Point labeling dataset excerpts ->
┄┄┄┄┄┄┄┄┄┄

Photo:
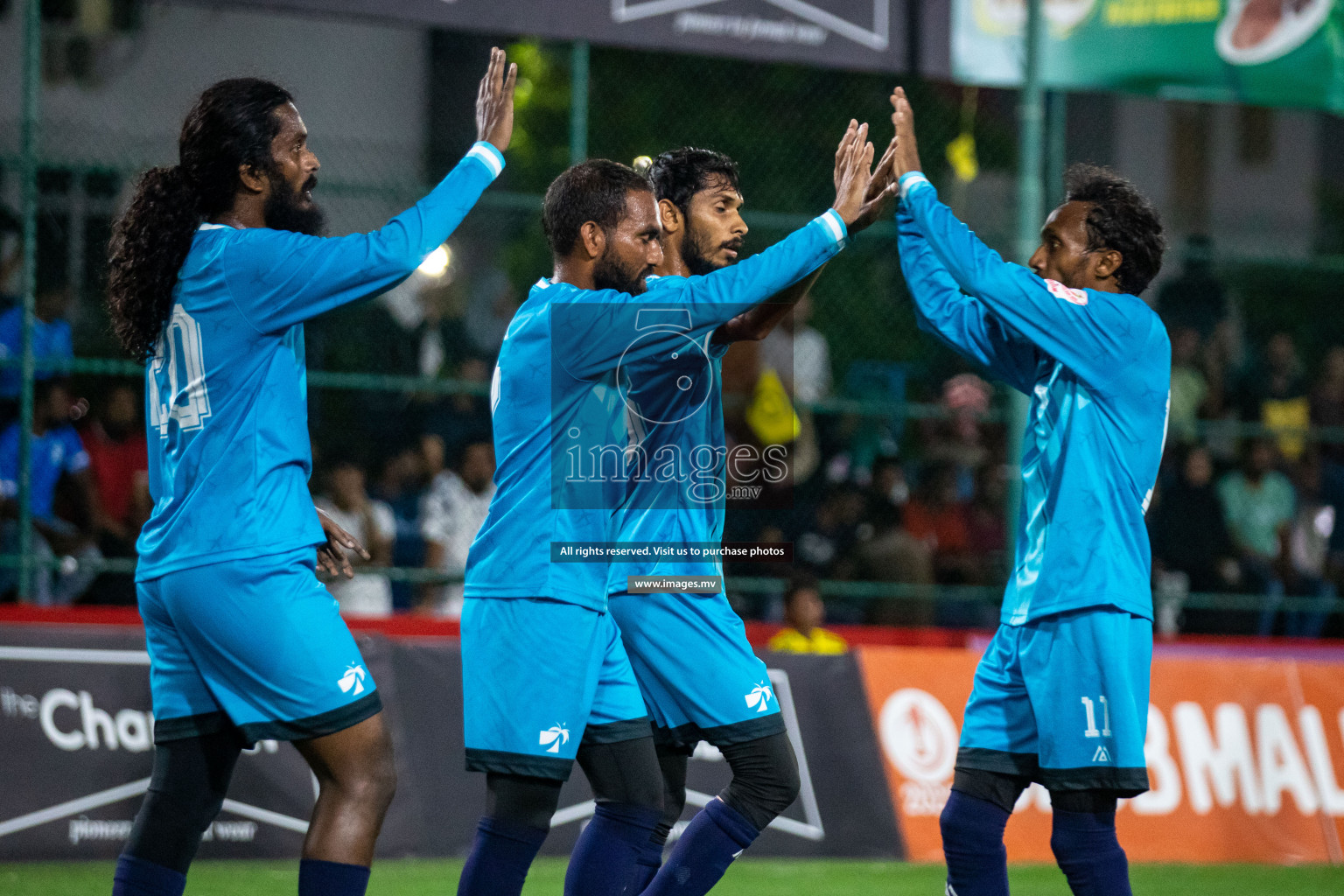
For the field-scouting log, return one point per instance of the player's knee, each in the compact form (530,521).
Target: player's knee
(626,771)
(186,793)
(672,762)
(522,800)
(765,778)
(368,780)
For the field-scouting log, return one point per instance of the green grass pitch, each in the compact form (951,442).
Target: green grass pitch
(749,878)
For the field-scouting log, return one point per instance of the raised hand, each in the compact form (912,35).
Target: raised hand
(903,118)
(852,176)
(495,102)
(880,191)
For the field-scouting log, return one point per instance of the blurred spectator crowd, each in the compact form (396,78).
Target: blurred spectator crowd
(1246,502)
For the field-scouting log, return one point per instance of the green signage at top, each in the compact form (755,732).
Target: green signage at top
(1274,52)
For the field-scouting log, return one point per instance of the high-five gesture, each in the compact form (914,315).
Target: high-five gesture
(495,102)
(903,118)
(880,191)
(852,176)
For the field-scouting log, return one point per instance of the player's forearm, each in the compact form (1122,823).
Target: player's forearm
(975,268)
(769,273)
(757,323)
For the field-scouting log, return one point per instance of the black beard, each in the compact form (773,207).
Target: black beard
(609,274)
(284,208)
(695,256)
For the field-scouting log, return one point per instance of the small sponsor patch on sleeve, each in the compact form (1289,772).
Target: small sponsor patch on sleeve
(1060,290)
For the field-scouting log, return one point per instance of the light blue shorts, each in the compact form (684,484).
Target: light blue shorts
(695,668)
(258,644)
(538,679)
(1063,702)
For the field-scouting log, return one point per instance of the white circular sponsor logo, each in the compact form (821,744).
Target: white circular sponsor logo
(918,735)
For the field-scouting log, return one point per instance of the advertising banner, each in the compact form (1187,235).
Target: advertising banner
(1245,758)
(77,740)
(1281,52)
(840,34)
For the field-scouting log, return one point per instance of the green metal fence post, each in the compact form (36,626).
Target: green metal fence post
(1057,120)
(1031,113)
(32,89)
(578,101)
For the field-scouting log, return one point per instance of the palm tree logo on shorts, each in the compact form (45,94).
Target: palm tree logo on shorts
(760,697)
(556,735)
(354,677)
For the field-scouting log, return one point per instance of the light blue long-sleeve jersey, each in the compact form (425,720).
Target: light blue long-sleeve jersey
(559,409)
(1097,368)
(675,419)
(226,396)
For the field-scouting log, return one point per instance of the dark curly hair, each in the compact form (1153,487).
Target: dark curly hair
(592,190)
(1120,220)
(680,173)
(233,124)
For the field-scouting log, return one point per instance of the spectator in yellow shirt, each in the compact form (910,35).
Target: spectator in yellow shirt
(804,614)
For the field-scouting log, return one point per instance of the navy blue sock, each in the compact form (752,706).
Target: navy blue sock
(1088,852)
(973,845)
(711,841)
(651,858)
(331,878)
(605,858)
(140,878)
(500,858)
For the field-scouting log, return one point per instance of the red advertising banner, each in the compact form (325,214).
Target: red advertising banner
(1245,758)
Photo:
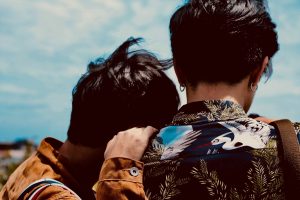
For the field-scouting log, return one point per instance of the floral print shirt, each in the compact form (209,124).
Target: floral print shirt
(213,150)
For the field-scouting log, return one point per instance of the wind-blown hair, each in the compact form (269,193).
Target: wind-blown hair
(128,89)
(222,40)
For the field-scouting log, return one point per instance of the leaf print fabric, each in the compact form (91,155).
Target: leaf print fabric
(212,150)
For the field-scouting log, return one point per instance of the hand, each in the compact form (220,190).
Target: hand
(130,143)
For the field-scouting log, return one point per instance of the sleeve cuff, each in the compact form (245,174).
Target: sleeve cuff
(122,169)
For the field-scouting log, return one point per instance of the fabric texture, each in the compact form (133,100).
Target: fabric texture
(44,164)
(212,150)
(118,182)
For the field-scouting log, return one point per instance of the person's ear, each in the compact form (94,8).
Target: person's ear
(257,74)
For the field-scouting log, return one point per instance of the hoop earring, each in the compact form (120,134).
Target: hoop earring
(253,88)
(181,88)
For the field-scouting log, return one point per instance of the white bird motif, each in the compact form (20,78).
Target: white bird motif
(253,135)
(180,144)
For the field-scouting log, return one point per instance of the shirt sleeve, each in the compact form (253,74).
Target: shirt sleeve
(121,178)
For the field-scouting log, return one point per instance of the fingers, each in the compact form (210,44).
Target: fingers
(149,130)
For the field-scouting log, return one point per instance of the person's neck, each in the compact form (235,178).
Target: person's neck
(84,163)
(220,91)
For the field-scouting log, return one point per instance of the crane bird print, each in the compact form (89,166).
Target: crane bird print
(243,133)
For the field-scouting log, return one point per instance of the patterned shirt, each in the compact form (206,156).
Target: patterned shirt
(213,150)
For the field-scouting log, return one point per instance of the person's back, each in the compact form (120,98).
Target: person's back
(213,150)
(212,154)
(128,89)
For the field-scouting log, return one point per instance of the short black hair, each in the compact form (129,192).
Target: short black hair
(222,40)
(128,89)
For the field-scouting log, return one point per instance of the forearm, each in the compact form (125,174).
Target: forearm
(121,178)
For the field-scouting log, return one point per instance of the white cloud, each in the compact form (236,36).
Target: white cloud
(15,89)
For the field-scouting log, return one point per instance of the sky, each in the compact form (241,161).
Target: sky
(46,45)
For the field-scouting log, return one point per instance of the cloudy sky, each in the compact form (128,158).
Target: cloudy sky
(46,45)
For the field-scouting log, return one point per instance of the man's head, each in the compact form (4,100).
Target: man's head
(221,41)
(129,89)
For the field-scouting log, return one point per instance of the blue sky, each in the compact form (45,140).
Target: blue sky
(46,45)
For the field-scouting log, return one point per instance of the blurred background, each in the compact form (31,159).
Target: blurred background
(45,47)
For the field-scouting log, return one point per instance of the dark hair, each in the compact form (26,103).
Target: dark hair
(222,41)
(129,89)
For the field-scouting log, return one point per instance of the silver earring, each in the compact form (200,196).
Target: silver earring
(253,88)
(181,88)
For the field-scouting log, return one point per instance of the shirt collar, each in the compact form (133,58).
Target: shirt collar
(208,110)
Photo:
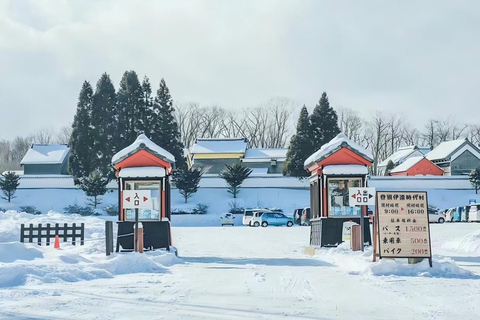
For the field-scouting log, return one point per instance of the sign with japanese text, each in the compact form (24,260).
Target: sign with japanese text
(137,199)
(403,230)
(361,196)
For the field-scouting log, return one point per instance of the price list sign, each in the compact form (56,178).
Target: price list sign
(403,230)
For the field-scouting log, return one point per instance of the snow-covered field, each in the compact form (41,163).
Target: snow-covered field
(233,273)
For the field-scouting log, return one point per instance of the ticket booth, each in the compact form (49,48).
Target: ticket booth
(144,170)
(338,165)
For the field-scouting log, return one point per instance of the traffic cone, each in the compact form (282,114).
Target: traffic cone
(56,245)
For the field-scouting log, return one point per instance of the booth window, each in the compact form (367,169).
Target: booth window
(154,186)
(338,198)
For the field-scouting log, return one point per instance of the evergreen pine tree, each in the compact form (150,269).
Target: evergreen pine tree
(95,186)
(9,183)
(146,113)
(300,147)
(474,177)
(81,139)
(324,123)
(187,181)
(103,125)
(164,129)
(129,105)
(234,176)
(390,166)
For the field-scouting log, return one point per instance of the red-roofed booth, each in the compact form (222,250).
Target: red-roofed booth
(338,165)
(143,170)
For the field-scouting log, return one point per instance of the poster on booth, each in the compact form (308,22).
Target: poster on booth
(403,229)
(137,199)
(361,196)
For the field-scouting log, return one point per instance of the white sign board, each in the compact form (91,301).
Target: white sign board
(137,199)
(361,196)
(403,230)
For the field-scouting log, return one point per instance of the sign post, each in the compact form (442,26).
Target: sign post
(361,197)
(137,199)
(403,228)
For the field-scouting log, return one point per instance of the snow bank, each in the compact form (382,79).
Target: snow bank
(360,263)
(468,244)
(28,263)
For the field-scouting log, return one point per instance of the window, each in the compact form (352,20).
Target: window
(338,197)
(145,214)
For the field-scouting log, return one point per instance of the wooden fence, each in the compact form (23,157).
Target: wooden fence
(48,232)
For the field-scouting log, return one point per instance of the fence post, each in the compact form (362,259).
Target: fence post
(108,237)
(82,234)
(74,233)
(30,236)
(65,239)
(39,234)
(48,234)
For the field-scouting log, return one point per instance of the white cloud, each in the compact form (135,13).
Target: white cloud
(420,58)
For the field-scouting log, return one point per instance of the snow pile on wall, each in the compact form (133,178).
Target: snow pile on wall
(28,263)
(468,244)
(360,263)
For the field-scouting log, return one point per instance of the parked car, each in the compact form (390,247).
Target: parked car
(257,218)
(305,221)
(434,215)
(227,219)
(276,219)
(297,216)
(474,214)
(449,214)
(248,215)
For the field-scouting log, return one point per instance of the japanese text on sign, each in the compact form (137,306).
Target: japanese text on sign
(403,228)
(136,199)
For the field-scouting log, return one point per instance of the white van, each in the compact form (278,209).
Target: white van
(248,215)
(474,214)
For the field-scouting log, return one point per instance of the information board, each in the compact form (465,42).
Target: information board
(136,199)
(403,229)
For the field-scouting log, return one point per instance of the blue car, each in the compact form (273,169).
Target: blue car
(276,219)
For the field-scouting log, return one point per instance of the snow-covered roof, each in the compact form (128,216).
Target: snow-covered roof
(445,149)
(340,141)
(259,155)
(345,169)
(399,156)
(45,154)
(144,143)
(407,164)
(142,172)
(259,171)
(222,145)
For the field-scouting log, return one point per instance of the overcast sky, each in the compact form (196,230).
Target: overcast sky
(421,58)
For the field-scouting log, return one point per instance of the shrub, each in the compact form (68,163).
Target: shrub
(30,209)
(111,210)
(200,208)
(83,211)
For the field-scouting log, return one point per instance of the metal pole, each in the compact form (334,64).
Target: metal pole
(136,230)
(362,226)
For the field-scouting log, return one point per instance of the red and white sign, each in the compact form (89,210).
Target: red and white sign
(137,199)
(362,196)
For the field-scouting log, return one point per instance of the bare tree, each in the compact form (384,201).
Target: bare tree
(474,134)
(376,135)
(43,136)
(350,123)
(63,135)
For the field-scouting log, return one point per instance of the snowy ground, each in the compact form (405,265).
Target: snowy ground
(233,273)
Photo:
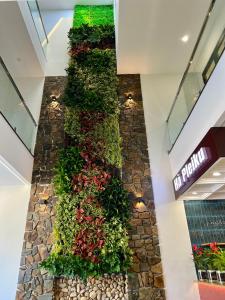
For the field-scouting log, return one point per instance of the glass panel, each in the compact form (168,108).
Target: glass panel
(209,49)
(36,15)
(14,110)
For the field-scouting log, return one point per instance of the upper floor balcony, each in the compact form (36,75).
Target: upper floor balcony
(206,54)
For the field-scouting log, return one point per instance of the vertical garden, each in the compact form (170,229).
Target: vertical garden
(93,210)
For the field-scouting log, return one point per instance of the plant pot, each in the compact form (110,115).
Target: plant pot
(220,277)
(202,275)
(212,276)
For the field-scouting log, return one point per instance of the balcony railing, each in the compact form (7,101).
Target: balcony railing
(206,54)
(14,109)
(38,22)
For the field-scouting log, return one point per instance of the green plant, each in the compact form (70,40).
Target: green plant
(219,261)
(116,255)
(70,265)
(69,163)
(108,141)
(92,211)
(72,124)
(93,15)
(115,201)
(87,90)
(89,37)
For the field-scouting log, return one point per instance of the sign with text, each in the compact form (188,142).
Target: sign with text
(209,150)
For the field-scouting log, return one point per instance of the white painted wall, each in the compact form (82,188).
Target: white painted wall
(14,152)
(31,89)
(69,4)
(149,34)
(13,210)
(33,35)
(57,51)
(207,112)
(158,93)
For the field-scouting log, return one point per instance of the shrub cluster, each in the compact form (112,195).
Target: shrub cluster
(93,15)
(92,212)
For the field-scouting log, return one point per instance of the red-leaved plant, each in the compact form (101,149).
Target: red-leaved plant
(90,238)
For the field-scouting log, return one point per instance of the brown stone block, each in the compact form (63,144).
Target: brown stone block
(141,254)
(157,268)
(135,237)
(144,215)
(135,222)
(135,267)
(140,230)
(146,293)
(147,230)
(139,243)
(158,281)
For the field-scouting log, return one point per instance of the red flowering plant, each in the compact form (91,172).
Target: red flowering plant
(205,257)
(90,239)
(199,257)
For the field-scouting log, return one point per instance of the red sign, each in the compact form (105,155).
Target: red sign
(209,150)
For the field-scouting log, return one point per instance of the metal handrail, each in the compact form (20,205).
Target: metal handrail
(190,61)
(39,12)
(17,91)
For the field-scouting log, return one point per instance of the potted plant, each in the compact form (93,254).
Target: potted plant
(219,264)
(200,262)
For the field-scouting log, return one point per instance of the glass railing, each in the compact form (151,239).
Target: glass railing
(205,56)
(38,22)
(14,109)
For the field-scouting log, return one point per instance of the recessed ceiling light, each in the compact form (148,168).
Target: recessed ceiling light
(185,38)
(216,174)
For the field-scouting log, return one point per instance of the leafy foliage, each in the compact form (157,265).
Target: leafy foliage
(89,37)
(92,212)
(69,163)
(72,124)
(89,90)
(107,138)
(115,201)
(93,15)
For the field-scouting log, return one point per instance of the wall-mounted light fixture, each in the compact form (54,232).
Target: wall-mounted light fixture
(53,97)
(139,202)
(130,103)
(129,96)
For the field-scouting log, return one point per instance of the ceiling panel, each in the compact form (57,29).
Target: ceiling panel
(149,34)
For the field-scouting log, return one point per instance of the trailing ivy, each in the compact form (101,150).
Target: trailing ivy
(92,212)
(115,201)
(88,37)
(69,163)
(90,88)
(107,138)
(93,15)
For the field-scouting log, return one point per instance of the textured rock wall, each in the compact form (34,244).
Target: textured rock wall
(106,288)
(34,283)
(146,279)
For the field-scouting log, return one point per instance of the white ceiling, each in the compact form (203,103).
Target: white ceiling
(16,47)
(9,176)
(149,32)
(69,4)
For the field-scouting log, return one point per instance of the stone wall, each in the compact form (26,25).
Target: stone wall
(146,279)
(106,288)
(34,283)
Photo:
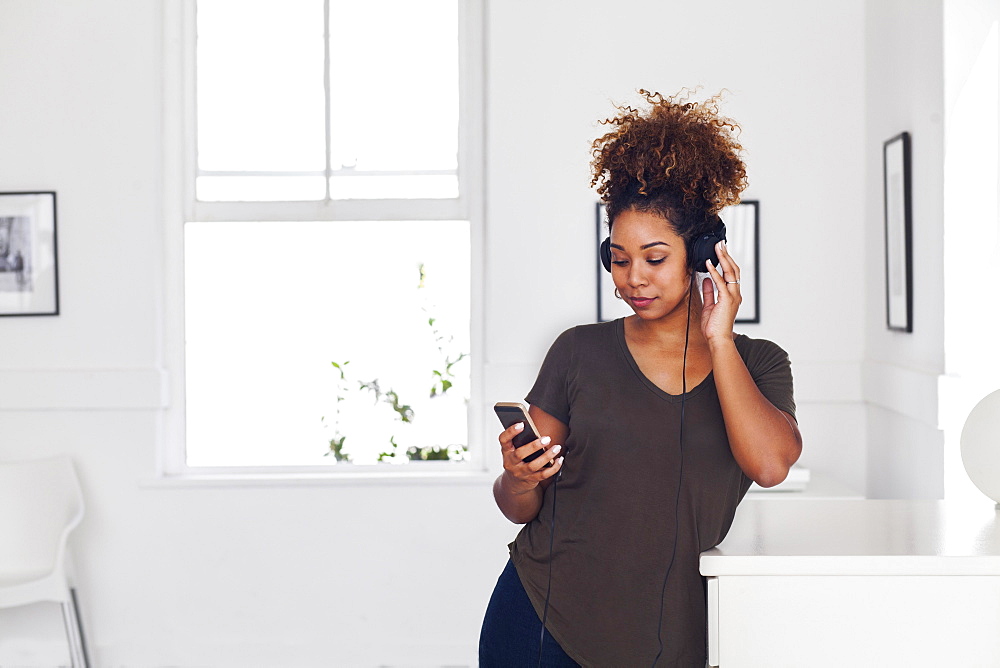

┄┄┄┄┄┄┄┄┄┄

Task details -> How many lines of the records above contain the string "crane", matching case exactly? Reply with only the number.

Answer -> 2